__WHAT THE EXERCISE ASKS__: Copy each line of the records that includes "water".

** STUDY MATERIAL follows **

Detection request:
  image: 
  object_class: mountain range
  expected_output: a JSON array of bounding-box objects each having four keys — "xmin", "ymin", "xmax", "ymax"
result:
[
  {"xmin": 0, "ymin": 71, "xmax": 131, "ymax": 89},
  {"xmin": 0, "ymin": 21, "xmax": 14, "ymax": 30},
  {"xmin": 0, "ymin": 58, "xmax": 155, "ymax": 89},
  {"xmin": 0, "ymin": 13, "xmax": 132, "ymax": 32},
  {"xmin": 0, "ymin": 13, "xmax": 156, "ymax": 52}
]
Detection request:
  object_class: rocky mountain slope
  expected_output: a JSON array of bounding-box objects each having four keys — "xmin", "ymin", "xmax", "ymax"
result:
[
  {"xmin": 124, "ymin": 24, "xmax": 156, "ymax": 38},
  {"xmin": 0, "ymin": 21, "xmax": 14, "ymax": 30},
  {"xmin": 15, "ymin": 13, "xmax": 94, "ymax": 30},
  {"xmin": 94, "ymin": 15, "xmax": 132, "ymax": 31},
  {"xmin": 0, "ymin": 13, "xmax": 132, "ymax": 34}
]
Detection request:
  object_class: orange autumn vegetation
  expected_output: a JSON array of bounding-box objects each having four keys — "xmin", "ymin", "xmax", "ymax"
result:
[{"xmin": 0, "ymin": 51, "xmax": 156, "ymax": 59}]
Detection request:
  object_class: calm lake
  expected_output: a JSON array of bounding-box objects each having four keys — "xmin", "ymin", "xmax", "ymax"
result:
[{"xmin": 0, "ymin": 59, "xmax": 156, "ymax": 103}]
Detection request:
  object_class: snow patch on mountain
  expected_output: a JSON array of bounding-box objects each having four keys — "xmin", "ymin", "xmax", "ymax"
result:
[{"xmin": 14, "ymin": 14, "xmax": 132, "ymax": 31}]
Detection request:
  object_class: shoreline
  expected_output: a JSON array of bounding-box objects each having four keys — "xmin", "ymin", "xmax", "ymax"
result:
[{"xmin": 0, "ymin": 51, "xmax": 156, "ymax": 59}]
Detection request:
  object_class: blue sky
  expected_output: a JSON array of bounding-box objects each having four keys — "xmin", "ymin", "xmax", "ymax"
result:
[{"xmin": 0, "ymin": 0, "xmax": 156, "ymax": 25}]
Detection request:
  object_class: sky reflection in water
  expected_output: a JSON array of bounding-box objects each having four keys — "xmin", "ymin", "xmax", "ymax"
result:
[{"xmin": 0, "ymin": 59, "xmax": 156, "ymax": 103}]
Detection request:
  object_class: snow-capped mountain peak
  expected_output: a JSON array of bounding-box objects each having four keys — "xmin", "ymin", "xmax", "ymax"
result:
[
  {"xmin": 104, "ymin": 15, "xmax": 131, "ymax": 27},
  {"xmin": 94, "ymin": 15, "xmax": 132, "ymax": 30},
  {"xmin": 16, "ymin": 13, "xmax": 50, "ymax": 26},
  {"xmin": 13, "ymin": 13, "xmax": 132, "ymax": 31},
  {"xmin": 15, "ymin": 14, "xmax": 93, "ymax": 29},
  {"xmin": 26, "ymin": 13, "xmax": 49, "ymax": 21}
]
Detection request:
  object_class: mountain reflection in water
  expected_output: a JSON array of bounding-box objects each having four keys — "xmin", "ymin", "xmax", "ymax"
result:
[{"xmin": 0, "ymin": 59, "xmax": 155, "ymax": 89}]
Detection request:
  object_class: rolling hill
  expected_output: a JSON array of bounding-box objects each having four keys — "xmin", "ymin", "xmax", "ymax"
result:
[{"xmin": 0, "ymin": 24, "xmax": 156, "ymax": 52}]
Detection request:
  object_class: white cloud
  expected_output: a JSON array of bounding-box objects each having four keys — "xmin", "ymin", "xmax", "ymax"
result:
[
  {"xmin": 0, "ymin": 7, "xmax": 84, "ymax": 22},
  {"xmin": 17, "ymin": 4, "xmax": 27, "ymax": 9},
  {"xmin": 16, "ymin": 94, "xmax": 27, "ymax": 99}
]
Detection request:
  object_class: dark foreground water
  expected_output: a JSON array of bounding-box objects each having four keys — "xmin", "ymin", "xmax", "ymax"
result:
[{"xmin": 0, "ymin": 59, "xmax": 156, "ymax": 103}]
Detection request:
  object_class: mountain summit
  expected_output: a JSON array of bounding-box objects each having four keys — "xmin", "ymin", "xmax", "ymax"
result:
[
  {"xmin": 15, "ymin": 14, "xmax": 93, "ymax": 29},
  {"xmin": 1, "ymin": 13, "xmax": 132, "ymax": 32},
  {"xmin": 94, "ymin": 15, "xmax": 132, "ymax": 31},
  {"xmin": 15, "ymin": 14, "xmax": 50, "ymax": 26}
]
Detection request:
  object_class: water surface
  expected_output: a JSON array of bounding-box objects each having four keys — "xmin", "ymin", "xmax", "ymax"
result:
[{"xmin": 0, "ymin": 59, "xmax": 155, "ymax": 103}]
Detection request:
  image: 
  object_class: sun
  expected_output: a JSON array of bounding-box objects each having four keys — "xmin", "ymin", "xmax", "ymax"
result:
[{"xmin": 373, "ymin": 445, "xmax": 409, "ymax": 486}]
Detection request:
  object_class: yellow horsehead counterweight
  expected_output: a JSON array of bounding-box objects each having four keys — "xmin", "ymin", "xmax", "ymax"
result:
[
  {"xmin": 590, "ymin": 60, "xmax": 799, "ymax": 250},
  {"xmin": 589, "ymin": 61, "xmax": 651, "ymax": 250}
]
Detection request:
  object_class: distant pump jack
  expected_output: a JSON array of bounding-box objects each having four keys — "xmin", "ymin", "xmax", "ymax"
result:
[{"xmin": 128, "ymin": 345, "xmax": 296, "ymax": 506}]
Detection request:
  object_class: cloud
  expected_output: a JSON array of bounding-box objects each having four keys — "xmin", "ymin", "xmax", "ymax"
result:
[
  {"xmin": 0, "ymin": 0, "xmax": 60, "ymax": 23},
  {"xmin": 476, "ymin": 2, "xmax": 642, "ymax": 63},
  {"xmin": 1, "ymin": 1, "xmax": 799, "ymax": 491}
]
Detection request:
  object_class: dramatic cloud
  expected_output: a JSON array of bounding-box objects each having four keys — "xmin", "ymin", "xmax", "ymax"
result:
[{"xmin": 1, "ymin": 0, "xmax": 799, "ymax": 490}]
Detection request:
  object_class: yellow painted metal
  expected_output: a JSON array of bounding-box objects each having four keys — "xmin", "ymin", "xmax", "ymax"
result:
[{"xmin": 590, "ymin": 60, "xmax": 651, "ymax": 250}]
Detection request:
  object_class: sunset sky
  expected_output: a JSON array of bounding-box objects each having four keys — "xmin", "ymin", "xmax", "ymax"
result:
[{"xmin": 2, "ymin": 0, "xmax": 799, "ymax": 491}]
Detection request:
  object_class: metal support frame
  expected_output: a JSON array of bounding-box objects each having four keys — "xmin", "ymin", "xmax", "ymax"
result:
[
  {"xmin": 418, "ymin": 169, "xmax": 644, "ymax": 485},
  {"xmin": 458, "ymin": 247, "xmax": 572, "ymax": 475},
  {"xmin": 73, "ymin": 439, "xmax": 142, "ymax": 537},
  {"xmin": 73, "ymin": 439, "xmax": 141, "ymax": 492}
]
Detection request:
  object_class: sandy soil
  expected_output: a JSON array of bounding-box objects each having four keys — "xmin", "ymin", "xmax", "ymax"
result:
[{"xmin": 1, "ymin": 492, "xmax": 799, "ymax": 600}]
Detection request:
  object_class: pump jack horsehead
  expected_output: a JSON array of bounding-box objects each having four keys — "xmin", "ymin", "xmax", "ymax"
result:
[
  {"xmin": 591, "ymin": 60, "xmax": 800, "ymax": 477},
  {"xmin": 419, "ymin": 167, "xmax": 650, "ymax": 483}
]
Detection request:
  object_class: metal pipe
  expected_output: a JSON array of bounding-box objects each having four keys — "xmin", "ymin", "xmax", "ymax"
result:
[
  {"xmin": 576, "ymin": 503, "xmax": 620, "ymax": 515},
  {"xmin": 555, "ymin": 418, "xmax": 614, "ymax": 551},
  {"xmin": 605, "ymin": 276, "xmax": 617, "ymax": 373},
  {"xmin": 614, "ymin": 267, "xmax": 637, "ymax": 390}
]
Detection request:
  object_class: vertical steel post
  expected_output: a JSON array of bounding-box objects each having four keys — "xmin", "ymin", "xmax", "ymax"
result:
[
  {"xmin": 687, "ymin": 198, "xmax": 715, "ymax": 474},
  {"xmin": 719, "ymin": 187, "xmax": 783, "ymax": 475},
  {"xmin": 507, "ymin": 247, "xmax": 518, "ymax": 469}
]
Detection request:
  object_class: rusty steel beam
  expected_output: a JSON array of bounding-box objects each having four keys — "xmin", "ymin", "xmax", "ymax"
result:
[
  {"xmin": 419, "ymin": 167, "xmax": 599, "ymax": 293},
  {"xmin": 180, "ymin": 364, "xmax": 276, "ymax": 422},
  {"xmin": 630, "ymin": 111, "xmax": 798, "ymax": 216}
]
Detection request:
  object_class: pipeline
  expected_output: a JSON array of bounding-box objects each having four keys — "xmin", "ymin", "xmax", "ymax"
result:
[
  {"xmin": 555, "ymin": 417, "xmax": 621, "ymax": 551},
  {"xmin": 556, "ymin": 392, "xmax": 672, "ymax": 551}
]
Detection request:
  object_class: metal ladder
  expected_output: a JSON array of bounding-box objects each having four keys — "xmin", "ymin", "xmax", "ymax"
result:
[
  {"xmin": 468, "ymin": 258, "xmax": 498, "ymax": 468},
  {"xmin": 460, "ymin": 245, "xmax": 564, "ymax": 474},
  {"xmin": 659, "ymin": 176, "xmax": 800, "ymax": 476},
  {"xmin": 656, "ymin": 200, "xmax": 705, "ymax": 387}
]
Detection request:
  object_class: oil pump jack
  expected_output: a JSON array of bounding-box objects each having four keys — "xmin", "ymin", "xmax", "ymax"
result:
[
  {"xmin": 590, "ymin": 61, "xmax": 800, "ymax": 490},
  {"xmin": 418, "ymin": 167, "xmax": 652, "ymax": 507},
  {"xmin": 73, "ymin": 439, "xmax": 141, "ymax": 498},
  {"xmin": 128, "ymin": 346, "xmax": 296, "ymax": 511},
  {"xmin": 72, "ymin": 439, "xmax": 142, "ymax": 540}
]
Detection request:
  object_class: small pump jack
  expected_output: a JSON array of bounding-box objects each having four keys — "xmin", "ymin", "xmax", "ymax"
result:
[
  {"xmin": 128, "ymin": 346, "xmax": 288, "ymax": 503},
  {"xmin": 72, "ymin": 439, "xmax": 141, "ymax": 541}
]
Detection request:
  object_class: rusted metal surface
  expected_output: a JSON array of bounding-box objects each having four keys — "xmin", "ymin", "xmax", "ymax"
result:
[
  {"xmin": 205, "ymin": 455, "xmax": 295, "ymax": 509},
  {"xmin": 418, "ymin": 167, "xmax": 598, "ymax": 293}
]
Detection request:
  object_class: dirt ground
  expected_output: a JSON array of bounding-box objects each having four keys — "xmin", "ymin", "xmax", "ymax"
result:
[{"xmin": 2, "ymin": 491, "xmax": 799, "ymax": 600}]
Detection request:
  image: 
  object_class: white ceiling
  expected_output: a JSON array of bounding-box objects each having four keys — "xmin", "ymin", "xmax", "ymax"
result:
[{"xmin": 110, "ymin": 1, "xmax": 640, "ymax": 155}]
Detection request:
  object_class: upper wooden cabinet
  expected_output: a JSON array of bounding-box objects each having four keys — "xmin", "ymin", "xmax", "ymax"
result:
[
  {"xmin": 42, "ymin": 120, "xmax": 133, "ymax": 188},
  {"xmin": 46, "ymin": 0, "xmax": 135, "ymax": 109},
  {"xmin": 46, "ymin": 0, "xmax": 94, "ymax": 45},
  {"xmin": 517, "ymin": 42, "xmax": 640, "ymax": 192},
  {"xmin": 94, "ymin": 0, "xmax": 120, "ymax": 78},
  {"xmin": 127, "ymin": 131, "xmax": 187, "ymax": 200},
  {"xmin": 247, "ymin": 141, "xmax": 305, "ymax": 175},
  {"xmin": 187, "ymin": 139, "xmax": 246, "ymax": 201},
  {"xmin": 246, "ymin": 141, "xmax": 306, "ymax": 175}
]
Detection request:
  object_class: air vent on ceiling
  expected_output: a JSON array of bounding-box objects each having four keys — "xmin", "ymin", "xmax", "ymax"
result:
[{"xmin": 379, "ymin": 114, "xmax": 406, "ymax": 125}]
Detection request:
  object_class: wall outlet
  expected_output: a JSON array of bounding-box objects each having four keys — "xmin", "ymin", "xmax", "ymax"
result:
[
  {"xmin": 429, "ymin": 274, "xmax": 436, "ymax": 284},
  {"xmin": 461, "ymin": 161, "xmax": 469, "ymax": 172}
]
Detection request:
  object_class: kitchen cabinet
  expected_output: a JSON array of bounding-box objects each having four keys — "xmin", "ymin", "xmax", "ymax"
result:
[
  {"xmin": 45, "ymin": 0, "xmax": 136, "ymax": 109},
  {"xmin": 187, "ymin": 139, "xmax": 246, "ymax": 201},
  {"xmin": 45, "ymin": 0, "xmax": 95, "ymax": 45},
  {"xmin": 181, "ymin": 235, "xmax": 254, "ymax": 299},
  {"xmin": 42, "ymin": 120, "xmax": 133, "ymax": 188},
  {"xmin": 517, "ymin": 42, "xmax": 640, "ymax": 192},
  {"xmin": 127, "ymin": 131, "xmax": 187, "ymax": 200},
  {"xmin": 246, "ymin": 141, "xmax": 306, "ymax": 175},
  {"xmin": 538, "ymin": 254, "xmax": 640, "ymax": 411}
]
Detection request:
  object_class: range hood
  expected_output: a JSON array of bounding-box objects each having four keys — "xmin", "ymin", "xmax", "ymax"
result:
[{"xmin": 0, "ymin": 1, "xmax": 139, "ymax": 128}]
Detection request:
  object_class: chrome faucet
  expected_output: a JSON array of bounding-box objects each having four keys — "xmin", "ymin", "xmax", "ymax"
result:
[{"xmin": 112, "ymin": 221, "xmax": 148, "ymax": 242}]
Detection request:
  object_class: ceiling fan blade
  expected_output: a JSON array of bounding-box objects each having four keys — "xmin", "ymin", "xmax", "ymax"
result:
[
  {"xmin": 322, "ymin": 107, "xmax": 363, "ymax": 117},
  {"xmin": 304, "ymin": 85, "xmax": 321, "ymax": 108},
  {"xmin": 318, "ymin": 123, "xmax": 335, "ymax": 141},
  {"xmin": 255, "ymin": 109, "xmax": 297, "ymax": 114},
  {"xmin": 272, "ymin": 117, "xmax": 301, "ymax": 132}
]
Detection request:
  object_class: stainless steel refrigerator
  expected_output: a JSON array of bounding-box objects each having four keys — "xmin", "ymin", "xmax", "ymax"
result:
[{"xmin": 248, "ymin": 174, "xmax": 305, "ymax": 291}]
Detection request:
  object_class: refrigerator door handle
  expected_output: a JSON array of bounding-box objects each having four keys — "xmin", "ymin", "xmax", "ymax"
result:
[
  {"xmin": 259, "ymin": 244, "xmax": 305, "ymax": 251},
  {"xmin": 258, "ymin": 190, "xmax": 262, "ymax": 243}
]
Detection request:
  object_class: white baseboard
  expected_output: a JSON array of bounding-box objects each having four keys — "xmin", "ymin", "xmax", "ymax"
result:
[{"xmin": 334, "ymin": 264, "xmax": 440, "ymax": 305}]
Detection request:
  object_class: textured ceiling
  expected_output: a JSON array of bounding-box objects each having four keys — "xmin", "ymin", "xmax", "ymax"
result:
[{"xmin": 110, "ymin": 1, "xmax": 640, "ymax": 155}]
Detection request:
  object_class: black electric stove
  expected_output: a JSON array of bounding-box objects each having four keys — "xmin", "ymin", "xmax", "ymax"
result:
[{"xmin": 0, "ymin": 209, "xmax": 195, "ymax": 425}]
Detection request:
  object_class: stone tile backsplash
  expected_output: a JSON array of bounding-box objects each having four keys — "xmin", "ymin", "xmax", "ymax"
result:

** End of STUDY MATERIAL **

__RESPONSE BOX__:
  object_class: sky reflection in water
  object_class: mountain reflection in water
  object_class: dark foreground water
  object_class: water surface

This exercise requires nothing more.